Source text:
▼
In a recent clinical trial at M. D. Anderson, 65 percent of HER-2 positive patients taking Herceptin in addition to chemotherapy had a complete response rate, compared to 26 percent taking chemotherapy alone. But doctors have had no way to predict who among HER-2-positive patients, which account for about one-third of all breast cancer patients, is most likely to benefit.

"Previously, it was known that Herceptin binds to the HER-2 protein and causes it to degrade," says Yu. "But this process takes days. What we found is that very quickly, within ten minutes of administration, Herceptin activates PTEN, a powerful tumor suppressor gene. We are adding a very new understanding of how Herceptin works."

The scientists studied the tumors of 47 metastatic HER-2 positive breast cancer patients who had received Herceptin and chemotherapy as well as 37 patients who received chemotherapy alone. PTEN levels varied widely among both groups, but only 11 percent of patients who had a very low level of PTEN responded to Herceptin, versus 66 percent of those with high levels of PTEN. There was no correlation between PTEN level and response to traditional chemotherapy agents called taxanes.
▲
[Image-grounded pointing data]
▼
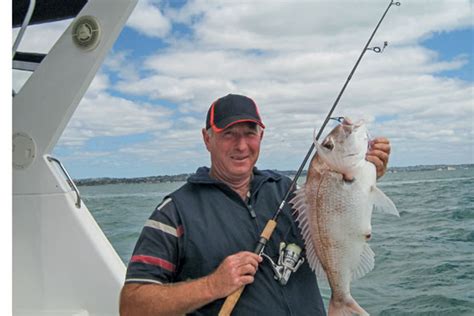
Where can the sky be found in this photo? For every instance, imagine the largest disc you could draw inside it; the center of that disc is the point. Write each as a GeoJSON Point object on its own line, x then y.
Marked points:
{"type": "Point", "coordinates": [143, 113]}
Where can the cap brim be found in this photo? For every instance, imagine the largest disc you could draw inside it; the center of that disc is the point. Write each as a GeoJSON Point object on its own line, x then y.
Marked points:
{"type": "Point", "coordinates": [234, 120]}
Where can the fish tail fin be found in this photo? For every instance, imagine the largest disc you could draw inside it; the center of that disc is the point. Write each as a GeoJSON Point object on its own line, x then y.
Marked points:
{"type": "Point", "coordinates": [346, 308]}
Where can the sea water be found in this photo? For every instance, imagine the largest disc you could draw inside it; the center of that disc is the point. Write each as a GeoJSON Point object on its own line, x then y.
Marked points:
{"type": "Point", "coordinates": [424, 260]}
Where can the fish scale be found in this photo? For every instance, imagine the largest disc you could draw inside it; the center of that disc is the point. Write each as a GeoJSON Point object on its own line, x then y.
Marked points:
{"type": "Point", "coordinates": [334, 214]}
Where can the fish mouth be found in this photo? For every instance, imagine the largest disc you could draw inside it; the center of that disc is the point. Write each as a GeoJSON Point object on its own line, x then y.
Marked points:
{"type": "Point", "coordinates": [352, 155]}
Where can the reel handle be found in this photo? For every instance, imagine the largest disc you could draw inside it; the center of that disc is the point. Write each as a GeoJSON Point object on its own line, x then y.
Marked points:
{"type": "Point", "coordinates": [232, 299]}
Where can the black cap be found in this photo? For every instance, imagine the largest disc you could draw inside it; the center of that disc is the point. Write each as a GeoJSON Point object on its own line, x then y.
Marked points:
{"type": "Point", "coordinates": [230, 110]}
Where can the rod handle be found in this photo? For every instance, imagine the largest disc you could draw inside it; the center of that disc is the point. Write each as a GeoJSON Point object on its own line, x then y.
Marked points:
{"type": "Point", "coordinates": [230, 302]}
{"type": "Point", "coordinates": [232, 299]}
{"type": "Point", "coordinates": [268, 230]}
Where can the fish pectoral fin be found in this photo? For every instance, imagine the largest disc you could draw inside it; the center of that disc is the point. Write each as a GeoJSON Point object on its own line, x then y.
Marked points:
{"type": "Point", "coordinates": [366, 263]}
{"type": "Point", "coordinates": [383, 203]}
{"type": "Point", "coordinates": [347, 308]}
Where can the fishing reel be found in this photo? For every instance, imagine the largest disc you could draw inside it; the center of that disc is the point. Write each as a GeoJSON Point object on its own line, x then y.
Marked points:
{"type": "Point", "coordinates": [288, 262]}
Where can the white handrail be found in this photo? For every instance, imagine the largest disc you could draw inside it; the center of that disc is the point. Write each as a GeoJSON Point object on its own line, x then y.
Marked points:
{"type": "Point", "coordinates": [26, 21]}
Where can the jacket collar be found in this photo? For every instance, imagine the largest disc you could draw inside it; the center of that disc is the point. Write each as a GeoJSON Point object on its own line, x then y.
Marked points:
{"type": "Point", "coordinates": [259, 176]}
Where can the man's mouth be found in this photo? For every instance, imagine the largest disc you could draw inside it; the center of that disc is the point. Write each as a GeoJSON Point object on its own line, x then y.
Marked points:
{"type": "Point", "coordinates": [239, 158]}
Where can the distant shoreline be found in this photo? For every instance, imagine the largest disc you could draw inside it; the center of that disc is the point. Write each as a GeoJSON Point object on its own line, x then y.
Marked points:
{"type": "Point", "coordinates": [290, 173]}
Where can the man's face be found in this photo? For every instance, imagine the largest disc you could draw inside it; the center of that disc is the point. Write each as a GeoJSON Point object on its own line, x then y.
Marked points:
{"type": "Point", "coordinates": [235, 150]}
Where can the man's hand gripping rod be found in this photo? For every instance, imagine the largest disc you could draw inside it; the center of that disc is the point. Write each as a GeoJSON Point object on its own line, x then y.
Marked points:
{"type": "Point", "coordinates": [267, 232]}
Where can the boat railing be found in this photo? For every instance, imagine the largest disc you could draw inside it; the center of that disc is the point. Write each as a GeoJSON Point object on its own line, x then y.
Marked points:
{"type": "Point", "coordinates": [68, 178]}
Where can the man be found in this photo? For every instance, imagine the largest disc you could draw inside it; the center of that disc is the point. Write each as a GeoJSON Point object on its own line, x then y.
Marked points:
{"type": "Point", "coordinates": [196, 248]}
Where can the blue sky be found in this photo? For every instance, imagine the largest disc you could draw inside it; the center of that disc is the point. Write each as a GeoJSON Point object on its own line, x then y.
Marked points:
{"type": "Point", "coordinates": [143, 112]}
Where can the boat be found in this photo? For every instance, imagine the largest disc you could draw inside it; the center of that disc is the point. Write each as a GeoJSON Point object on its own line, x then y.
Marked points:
{"type": "Point", "coordinates": [63, 263]}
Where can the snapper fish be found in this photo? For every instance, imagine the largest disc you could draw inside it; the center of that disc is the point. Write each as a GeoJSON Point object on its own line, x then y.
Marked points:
{"type": "Point", "coordinates": [334, 210]}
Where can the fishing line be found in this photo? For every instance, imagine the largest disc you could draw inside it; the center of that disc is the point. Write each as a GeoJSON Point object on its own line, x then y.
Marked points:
{"type": "Point", "coordinates": [232, 299]}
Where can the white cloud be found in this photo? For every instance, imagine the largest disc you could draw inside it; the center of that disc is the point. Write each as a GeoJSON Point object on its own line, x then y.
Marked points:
{"type": "Point", "coordinates": [100, 114]}
{"type": "Point", "coordinates": [148, 19]}
{"type": "Point", "coordinates": [292, 58]}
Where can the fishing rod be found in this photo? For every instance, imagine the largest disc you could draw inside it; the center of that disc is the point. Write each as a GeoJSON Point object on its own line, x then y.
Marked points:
{"type": "Point", "coordinates": [232, 299]}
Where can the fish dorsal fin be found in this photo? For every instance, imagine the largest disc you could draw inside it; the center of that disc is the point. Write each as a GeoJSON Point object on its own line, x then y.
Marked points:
{"type": "Point", "coordinates": [382, 202]}
{"type": "Point", "coordinates": [366, 264]}
{"type": "Point", "coordinates": [300, 207]}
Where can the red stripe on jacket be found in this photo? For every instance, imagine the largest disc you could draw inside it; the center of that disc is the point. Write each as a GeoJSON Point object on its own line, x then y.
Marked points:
{"type": "Point", "coordinates": [154, 261]}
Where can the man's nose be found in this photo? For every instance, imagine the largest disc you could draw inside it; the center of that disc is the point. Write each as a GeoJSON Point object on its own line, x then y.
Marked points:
{"type": "Point", "coordinates": [241, 142]}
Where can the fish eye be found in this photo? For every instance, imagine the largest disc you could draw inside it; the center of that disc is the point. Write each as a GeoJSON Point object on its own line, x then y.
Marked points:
{"type": "Point", "coordinates": [329, 145]}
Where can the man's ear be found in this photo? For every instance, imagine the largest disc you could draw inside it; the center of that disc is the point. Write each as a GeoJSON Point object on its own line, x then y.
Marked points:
{"type": "Point", "coordinates": [205, 138]}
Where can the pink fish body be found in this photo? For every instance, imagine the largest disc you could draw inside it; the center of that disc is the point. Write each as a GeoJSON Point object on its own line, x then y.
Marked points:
{"type": "Point", "coordinates": [334, 210]}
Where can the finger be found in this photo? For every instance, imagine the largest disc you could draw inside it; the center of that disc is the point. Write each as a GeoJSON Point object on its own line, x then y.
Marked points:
{"type": "Point", "coordinates": [382, 140]}
{"type": "Point", "coordinates": [380, 146]}
{"type": "Point", "coordinates": [247, 270]}
{"type": "Point", "coordinates": [378, 154]}
{"type": "Point", "coordinates": [246, 279]}
{"type": "Point", "coordinates": [380, 165]}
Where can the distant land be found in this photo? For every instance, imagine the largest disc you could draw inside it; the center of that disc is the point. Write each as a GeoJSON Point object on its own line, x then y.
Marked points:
{"type": "Point", "coordinates": [290, 173]}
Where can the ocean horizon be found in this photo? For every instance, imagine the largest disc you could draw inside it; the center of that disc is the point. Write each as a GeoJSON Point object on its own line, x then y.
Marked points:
{"type": "Point", "coordinates": [423, 259]}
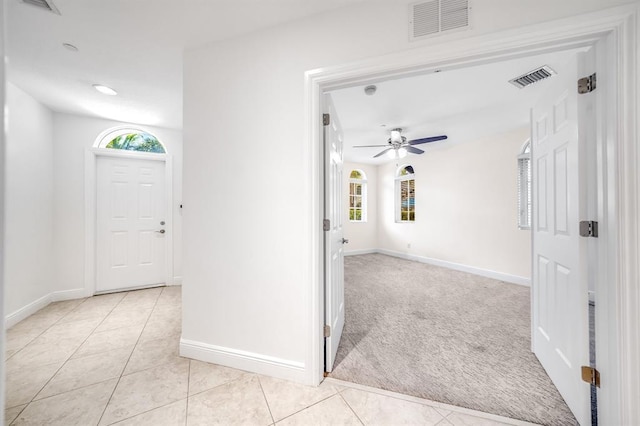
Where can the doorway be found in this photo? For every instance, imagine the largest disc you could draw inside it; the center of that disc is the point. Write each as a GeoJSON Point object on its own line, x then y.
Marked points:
{"type": "Point", "coordinates": [128, 196]}
{"type": "Point", "coordinates": [379, 79]}
{"type": "Point", "coordinates": [131, 219]}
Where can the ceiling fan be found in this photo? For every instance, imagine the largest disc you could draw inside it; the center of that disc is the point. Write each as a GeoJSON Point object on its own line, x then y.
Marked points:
{"type": "Point", "coordinates": [398, 146]}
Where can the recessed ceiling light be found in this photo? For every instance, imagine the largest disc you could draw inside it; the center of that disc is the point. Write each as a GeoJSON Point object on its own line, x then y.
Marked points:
{"type": "Point", "coordinates": [105, 90]}
{"type": "Point", "coordinates": [70, 47]}
{"type": "Point", "coordinates": [370, 90]}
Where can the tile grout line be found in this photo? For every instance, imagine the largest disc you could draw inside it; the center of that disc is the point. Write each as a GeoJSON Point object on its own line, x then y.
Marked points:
{"type": "Point", "coordinates": [351, 408]}
{"type": "Point", "coordinates": [43, 331]}
{"type": "Point", "coordinates": [308, 406]}
{"type": "Point", "coordinates": [69, 357]}
{"type": "Point", "coordinates": [130, 355]}
{"type": "Point", "coordinates": [264, 395]}
{"type": "Point", "coordinates": [147, 411]}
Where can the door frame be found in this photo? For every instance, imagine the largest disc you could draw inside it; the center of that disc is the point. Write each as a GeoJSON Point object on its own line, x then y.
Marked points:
{"type": "Point", "coordinates": [618, 297]}
{"type": "Point", "coordinates": [91, 210]}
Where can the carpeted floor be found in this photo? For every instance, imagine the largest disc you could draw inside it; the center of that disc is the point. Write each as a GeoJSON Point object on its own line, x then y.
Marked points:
{"type": "Point", "coordinates": [444, 335]}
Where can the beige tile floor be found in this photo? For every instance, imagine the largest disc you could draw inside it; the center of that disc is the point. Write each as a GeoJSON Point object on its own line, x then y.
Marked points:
{"type": "Point", "coordinates": [113, 359]}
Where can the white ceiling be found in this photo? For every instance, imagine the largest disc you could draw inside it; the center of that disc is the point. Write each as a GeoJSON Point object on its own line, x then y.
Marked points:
{"type": "Point", "coordinates": [465, 104]}
{"type": "Point", "coordinates": [133, 46]}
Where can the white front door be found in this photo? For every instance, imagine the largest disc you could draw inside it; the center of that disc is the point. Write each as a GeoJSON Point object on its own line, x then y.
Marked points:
{"type": "Point", "coordinates": [333, 241]}
{"type": "Point", "coordinates": [560, 290]}
{"type": "Point", "coordinates": [131, 214]}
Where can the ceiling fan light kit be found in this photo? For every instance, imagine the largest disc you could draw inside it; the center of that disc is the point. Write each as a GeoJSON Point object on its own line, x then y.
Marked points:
{"type": "Point", "coordinates": [398, 147]}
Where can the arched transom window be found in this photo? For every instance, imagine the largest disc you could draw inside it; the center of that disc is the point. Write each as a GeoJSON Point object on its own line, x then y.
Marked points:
{"type": "Point", "coordinates": [357, 196]}
{"type": "Point", "coordinates": [405, 194]}
{"type": "Point", "coordinates": [128, 139]}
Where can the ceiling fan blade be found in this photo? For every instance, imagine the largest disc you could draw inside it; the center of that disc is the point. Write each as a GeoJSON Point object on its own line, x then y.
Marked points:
{"type": "Point", "coordinates": [425, 140]}
{"type": "Point", "coordinates": [382, 153]}
{"type": "Point", "coordinates": [413, 150]}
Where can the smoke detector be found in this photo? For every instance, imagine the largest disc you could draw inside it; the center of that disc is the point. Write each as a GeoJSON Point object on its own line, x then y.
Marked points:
{"type": "Point", "coordinates": [43, 4]}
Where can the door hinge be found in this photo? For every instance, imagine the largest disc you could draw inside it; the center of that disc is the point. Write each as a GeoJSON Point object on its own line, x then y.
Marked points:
{"type": "Point", "coordinates": [589, 228]}
{"type": "Point", "coordinates": [587, 84]}
{"type": "Point", "coordinates": [591, 376]}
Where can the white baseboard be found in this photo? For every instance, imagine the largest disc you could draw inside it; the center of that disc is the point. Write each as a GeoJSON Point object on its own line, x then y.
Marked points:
{"type": "Point", "coordinates": [33, 307]}
{"type": "Point", "coordinates": [76, 293]}
{"type": "Point", "coordinates": [242, 360]}
{"type": "Point", "coordinates": [30, 309]}
{"type": "Point", "coordinates": [358, 252]}
{"type": "Point", "coordinates": [513, 279]}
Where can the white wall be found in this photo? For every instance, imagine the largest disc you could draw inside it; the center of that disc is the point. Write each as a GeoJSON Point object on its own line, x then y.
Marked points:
{"type": "Point", "coordinates": [28, 244]}
{"type": "Point", "coordinates": [247, 186]}
{"type": "Point", "coordinates": [362, 236]}
{"type": "Point", "coordinates": [72, 136]}
{"type": "Point", "coordinates": [2, 203]}
{"type": "Point", "coordinates": [466, 206]}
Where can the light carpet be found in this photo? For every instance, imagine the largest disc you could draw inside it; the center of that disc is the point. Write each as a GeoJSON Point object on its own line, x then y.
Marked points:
{"type": "Point", "coordinates": [444, 335]}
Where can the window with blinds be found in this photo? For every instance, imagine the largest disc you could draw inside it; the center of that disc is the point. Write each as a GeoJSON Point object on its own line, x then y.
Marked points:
{"type": "Point", "coordinates": [357, 196]}
{"type": "Point", "coordinates": [524, 187]}
{"type": "Point", "coordinates": [406, 189]}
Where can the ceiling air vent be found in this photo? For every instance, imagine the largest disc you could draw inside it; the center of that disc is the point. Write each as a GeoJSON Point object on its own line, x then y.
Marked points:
{"type": "Point", "coordinates": [435, 16]}
{"type": "Point", "coordinates": [532, 77]}
{"type": "Point", "coordinates": [43, 4]}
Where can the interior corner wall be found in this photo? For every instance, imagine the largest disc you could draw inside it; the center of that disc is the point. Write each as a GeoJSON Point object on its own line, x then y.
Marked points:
{"type": "Point", "coordinates": [466, 207]}
{"type": "Point", "coordinates": [362, 236]}
{"type": "Point", "coordinates": [28, 222]}
{"type": "Point", "coordinates": [2, 202]}
{"type": "Point", "coordinates": [73, 135]}
{"type": "Point", "coordinates": [247, 186]}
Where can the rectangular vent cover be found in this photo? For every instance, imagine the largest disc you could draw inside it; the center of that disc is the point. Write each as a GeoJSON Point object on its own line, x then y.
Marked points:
{"type": "Point", "coordinates": [532, 77]}
{"type": "Point", "coordinates": [43, 4]}
{"type": "Point", "coordinates": [435, 16]}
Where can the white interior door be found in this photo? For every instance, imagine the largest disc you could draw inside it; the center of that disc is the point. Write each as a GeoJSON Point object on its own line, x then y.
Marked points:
{"type": "Point", "coordinates": [560, 290]}
{"type": "Point", "coordinates": [334, 241]}
{"type": "Point", "coordinates": [130, 223]}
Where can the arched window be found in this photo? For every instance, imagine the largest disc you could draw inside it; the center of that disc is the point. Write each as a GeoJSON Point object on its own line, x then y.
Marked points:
{"type": "Point", "coordinates": [130, 139]}
{"type": "Point", "coordinates": [357, 196]}
{"type": "Point", "coordinates": [405, 194]}
{"type": "Point", "coordinates": [524, 186]}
▲
Work task: Carry on the passage about Herceptin and PTEN in HER-2 positive breast cancer, picking up after its final sentence. The rows stand apart from the passage and are not part of it.

Exercise output:
"Our results show PTEN is a very powerful predictor of who will respond to Herceptin," says Yu.

Breast cancer patients whose tumors make too much of the HER-2 protein are at much greater risk of metastasis because the HER-2 protein stimulates cells to grow and spread aggressively.

When Herceptin attaches to the HER-2 protein, it interrupts those growth signals, which are sent through a series of signaling proteins inside the cell. PTEN acts as a natural brake on tumor growth by, among other things, blocking the effect of a growth promoting protein called PI3K.

Yu and her colleagues discovered that if they administered a drug that turns off PI3K in breast cancer cells in the laboratory, they became much more sensitive to the effects of Herceptin. The PI3K inhibitor mimicked the action of PTEN and restored the ability of Herceptin to slow or stop the growth of cancer cells.

Yu pointed out that there are several experimental PI3K inhibitors currently in clinical trials for treatment of breast cancer that, if they prove to be safe, could potentially be combined with Herceptin to boost its effectiveness in PTEN-missing breast cancers.

"In the past we looked for patients' HER-2 expression, and if HER-2 was high we gave them Herceptin," says Yu. "In the future, when patients come to M. D. Anderson we will look for patients with high levels of HER-2 and PTEN expression and these are the patients that we expect will benefit most from Herceptin. For those with low PTEN, we hope to be able to offer combination therapy with a PI3K inhibitor that might work synergistically to boost the effectiveness of Herceptin."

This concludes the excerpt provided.